** SUPPLIED RECORDS follows **

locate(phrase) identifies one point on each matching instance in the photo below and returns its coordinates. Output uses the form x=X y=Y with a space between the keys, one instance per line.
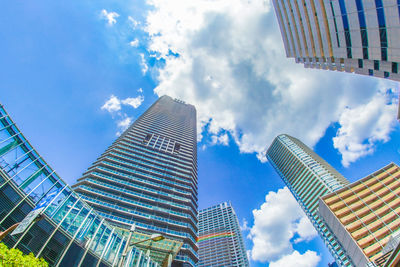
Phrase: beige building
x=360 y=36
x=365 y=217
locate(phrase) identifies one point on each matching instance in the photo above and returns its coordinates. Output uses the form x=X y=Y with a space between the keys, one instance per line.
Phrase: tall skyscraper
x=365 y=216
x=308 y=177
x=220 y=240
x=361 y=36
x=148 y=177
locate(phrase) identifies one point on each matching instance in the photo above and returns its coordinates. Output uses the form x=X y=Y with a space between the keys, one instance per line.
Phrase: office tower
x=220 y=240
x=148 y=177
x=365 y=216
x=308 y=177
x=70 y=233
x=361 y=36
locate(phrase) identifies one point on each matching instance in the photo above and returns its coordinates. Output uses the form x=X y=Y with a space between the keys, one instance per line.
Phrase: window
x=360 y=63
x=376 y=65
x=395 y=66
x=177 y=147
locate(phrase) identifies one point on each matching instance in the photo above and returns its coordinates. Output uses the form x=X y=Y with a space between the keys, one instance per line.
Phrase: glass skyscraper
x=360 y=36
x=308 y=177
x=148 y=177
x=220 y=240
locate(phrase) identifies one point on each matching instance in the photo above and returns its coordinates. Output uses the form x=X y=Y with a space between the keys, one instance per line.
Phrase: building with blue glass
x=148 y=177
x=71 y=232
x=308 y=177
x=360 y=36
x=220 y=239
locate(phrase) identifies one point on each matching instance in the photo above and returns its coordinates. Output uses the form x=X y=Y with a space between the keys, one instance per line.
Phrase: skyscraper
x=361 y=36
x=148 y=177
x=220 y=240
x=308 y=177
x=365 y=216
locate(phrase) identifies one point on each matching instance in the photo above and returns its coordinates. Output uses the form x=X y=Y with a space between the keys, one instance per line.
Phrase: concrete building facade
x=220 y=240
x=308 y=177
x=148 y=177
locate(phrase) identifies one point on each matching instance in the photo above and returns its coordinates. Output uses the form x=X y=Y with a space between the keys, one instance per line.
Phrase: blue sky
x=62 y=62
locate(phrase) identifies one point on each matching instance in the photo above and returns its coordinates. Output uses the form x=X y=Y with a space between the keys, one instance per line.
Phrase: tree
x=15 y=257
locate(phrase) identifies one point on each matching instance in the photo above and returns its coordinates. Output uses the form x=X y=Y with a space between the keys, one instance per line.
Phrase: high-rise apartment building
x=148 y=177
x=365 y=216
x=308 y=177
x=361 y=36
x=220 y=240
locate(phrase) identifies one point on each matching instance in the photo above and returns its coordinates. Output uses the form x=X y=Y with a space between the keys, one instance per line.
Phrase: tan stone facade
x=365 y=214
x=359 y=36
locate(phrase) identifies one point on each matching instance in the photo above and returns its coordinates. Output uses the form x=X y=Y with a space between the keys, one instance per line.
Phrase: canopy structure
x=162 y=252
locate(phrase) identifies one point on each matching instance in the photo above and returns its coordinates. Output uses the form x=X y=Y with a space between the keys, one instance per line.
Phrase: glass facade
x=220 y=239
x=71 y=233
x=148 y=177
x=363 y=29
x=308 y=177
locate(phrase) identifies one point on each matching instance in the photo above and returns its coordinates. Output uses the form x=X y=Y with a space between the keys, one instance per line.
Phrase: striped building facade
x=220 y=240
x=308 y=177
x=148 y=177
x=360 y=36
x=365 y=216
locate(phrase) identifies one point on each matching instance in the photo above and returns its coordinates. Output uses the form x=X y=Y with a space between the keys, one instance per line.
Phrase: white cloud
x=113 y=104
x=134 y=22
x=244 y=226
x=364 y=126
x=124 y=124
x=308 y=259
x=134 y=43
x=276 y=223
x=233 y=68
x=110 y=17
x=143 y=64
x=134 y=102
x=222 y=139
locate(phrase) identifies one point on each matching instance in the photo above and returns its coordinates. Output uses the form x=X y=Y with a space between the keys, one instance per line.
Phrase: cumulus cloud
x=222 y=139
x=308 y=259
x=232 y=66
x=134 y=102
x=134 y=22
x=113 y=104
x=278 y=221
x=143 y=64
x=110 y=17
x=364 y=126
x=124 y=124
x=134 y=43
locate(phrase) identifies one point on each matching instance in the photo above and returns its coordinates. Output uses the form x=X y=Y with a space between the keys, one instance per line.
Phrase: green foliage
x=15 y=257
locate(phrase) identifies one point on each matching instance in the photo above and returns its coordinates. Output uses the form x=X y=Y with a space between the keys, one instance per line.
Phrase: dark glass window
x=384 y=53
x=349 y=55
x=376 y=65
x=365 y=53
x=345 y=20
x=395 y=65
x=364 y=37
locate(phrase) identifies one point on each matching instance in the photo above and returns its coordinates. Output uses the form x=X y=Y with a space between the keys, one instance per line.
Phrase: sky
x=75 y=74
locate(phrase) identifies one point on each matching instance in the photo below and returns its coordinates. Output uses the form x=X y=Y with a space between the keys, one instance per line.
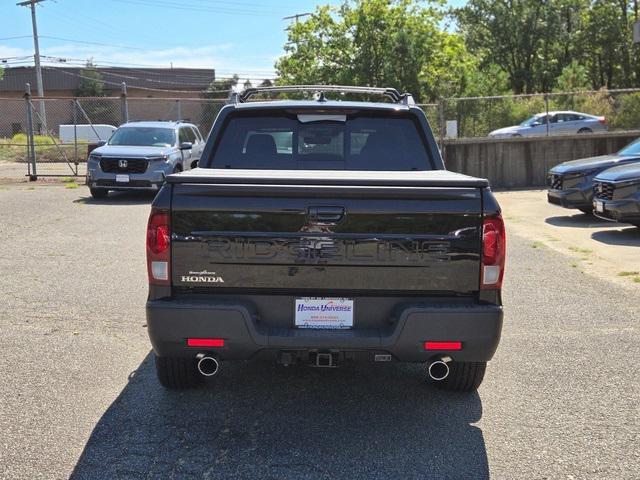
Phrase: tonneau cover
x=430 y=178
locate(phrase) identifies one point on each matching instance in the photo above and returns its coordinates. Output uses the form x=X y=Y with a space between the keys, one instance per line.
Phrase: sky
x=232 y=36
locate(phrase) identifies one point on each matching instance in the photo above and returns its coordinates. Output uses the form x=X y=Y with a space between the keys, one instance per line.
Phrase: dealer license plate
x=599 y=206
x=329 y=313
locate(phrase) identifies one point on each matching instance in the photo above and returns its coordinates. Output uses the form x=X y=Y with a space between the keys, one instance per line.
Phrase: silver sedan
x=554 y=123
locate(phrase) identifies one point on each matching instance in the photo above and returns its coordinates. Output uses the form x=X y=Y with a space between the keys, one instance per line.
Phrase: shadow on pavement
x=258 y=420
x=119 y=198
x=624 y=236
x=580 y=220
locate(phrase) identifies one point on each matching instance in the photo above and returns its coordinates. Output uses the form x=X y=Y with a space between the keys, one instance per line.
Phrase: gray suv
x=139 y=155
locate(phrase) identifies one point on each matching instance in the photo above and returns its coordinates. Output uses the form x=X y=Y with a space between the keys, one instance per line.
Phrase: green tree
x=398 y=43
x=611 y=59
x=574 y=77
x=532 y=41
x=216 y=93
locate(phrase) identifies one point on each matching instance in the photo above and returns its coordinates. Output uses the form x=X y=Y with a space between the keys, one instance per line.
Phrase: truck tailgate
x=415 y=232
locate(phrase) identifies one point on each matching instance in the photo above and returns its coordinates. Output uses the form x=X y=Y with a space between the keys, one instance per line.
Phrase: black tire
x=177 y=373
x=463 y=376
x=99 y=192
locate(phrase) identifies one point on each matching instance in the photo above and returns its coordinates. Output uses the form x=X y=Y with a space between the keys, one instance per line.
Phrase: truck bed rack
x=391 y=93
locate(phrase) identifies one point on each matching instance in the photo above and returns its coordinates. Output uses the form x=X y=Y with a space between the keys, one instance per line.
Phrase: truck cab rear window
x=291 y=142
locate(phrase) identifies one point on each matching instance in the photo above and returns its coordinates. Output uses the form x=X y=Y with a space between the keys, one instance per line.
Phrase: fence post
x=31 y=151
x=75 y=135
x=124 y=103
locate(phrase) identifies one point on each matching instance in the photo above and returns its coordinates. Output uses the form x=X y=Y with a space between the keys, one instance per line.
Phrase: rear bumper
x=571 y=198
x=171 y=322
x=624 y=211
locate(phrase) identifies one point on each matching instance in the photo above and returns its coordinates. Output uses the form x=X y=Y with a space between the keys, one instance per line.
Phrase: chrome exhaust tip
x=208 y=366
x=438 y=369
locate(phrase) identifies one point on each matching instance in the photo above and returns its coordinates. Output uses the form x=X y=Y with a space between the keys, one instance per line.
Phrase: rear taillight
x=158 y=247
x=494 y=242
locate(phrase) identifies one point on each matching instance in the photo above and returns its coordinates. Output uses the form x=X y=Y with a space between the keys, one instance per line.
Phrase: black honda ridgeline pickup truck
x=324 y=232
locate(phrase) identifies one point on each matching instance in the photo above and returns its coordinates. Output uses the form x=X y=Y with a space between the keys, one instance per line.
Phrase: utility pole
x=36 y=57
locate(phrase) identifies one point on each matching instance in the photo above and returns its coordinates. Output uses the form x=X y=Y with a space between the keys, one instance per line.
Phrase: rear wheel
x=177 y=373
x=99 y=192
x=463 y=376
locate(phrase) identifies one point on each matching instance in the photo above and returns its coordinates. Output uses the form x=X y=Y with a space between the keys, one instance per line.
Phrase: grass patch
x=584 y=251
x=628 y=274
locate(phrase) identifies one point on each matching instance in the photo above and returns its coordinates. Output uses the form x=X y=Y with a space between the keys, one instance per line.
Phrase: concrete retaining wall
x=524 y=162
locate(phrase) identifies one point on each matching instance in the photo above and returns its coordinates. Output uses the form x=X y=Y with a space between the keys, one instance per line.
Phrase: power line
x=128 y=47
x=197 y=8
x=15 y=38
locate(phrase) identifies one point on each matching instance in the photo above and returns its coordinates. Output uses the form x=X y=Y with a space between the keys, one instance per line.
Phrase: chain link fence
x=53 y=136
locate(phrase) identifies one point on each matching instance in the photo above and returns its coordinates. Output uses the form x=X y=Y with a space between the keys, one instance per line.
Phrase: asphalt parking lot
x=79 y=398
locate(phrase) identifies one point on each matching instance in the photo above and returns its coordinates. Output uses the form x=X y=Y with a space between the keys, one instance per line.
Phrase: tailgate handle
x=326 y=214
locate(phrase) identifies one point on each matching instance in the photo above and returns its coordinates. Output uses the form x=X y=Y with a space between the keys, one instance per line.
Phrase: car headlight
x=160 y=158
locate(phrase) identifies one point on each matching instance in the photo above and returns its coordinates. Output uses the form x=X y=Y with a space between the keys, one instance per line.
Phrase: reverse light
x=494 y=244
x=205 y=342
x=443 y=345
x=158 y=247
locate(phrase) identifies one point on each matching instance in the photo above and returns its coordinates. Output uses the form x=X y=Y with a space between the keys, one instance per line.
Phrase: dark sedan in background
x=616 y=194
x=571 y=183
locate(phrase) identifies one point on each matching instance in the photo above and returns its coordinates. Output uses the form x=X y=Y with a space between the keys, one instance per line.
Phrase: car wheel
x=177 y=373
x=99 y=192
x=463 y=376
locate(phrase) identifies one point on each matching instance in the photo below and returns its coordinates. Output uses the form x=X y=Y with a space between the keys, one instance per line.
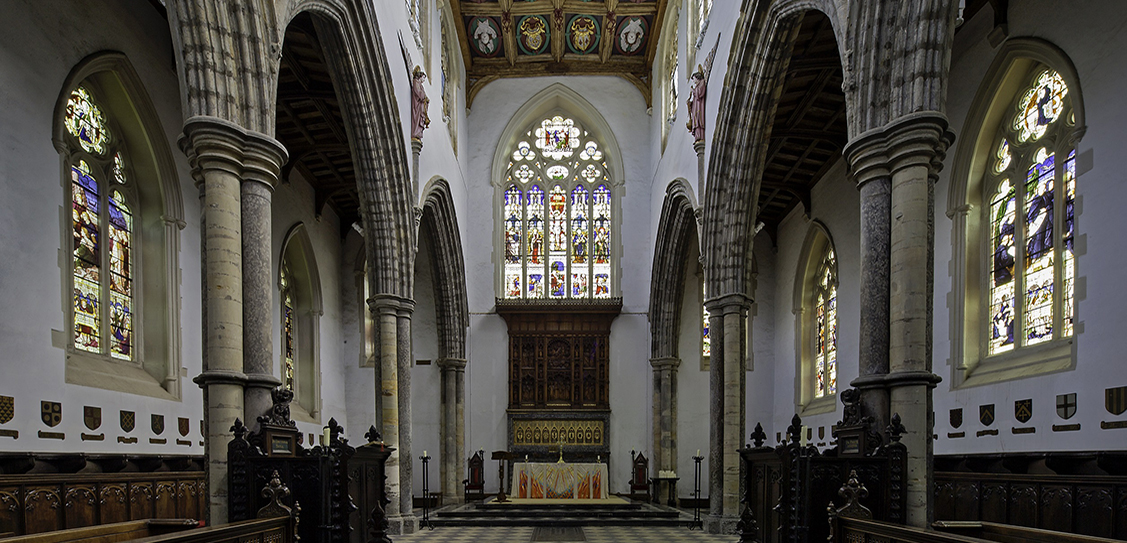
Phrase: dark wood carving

** End of SUPPLIED RECORDS **

→ WORK INSTRUCTION:
Only the lines starting at the one that holds "Phrase: tailgate handle" and ending at the last line of the data belong in your answer. Please set them down exactly and omit the pictures.

→ SOLUTION FOR THIS PROBLEM:
Phrase: tailgate handle
x=326 y=214
locate(phrase) identifies one point on each matching instance in the photo above and returns its coordinates. Output uses the form x=X y=Y with a space between the keys, one instance per line.
Phrase: car headlight
x=160 y=158
locate(phrase) identifies one point on each matching instance in the photo above and returns its coordinates. Output uses the form x=X y=Y with a space between the keys, one instance per line.
Phrase: reverse light
x=494 y=244
x=205 y=342
x=443 y=345
x=158 y=247
locate(phrase) identifies one point on each matching instance in the photo above and returns its coordinates. Output uses the form x=X y=Y with a space between the keys, one instance per line.
Phrase: dark sedan in background
x=616 y=194
x=571 y=183
locate(phrase) identifies one point on each matching instance in the photo above and returns its coordinates. Output uses the form x=X y=Y with a space between the keys, one instance per line.
Phrase: car wheel
x=177 y=373
x=99 y=192
x=463 y=376
locate(phrase) identifies one point on each matching instance in the photo below and returns its coordinates. Output uses the form x=X y=Y with a space between the keys, one instance per line.
Phrase: dark wood carving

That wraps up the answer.